Aim of the exercise
Copy the lines of every entry below word for word, with nothing changed.

— Begin Material supplied —

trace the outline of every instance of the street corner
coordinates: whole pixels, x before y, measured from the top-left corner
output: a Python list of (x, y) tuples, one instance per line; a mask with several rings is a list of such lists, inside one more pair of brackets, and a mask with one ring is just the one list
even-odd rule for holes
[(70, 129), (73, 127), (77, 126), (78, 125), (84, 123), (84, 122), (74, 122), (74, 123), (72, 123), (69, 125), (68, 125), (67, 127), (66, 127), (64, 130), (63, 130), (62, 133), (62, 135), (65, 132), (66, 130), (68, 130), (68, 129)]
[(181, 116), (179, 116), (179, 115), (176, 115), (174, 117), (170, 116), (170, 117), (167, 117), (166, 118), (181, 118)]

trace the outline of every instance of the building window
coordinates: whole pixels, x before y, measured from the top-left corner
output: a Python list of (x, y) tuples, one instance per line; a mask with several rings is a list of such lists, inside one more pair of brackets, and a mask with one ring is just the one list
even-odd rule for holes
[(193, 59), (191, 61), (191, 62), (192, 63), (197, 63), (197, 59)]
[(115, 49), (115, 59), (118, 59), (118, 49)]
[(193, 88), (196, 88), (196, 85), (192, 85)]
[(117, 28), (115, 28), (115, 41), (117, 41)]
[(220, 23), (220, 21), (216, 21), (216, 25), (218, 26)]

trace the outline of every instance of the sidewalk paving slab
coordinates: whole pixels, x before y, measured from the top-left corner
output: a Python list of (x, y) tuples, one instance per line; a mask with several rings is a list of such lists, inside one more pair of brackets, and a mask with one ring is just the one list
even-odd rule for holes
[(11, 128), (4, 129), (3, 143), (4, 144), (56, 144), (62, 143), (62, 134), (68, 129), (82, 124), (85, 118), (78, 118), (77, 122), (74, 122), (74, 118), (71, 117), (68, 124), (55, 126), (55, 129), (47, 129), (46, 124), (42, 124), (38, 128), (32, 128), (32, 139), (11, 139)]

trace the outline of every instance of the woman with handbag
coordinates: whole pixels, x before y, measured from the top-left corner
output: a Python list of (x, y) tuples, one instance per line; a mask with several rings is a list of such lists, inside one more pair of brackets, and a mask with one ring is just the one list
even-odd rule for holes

— End Material supplied —

Worked solution
trace the outline of every instance of the street corner
coordinates: whole pixels, x before y, measured from the top-left corner
output: a Python list of (x, y) tuples, one instance per line; a mask with several rings is a list of such lists, inside one more pair of brackets, and a mask with one ring is just the one list
even-odd rule for holes
[(70, 129), (73, 127), (77, 126), (78, 125), (84, 123), (84, 122), (74, 122), (74, 123), (72, 123), (69, 125), (68, 125), (67, 127), (66, 127), (64, 130), (63, 130), (62, 133), (62, 135), (65, 132), (66, 130), (68, 130), (68, 129)]
[(181, 116), (179, 116), (179, 115), (176, 115), (174, 117), (170, 116), (170, 117), (167, 117), (166, 118), (181, 118)]

trace the outline of every instance of the building window
coordinates: whole pixels, x before y, measured from the top-left corner
output: a Python list of (x, y) tuples, one instance per line; a mask with several rings is a list of such lists, inside one more pair of brackets, and a mask with one ring is just the one list
even-odd rule for holes
[(193, 59), (191, 61), (191, 62), (192, 63), (197, 63), (197, 59)]
[(115, 49), (115, 59), (118, 59), (118, 49)]
[(193, 88), (196, 88), (196, 85), (192, 85)]
[(117, 28), (115, 28), (115, 41), (117, 41)]
[(220, 23), (220, 21), (216, 21), (216, 25), (218, 26)]

trace the outline of every instance of the sidewalk paving slab
coordinates: whole pixels, x before y, measured from the top-left corner
output: a Python list of (x, y) tuples, one instance per line; a mask with several rings is a list of such lists, inside one more pair of brackets, and a mask with one ring is just the one list
even-odd rule for holes
[(11, 128), (4, 129), (3, 143), (4, 144), (56, 144), (62, 143), (62, 134), (68, 129), (82, 124), (85, 118), (78, 118), (77, 122), (74, 122), (74, 118), (71, 117), (68, 124), (55, 126), (55, 129), (47, 129), (46, 124), (42, 124), (38, 128), (32, 128), (32, 139), (11, 139)]

trace the outline of every instance of the woman with handbag
coordinates: whole pixels, x before y, measured from the top-left corner
output: a Python list of (x, y) tuples, one instance per line; a mask with several rings is a list of such lists, inside one more pair of brackets, and a mask with one ring is just the one list
even-odd rule for holes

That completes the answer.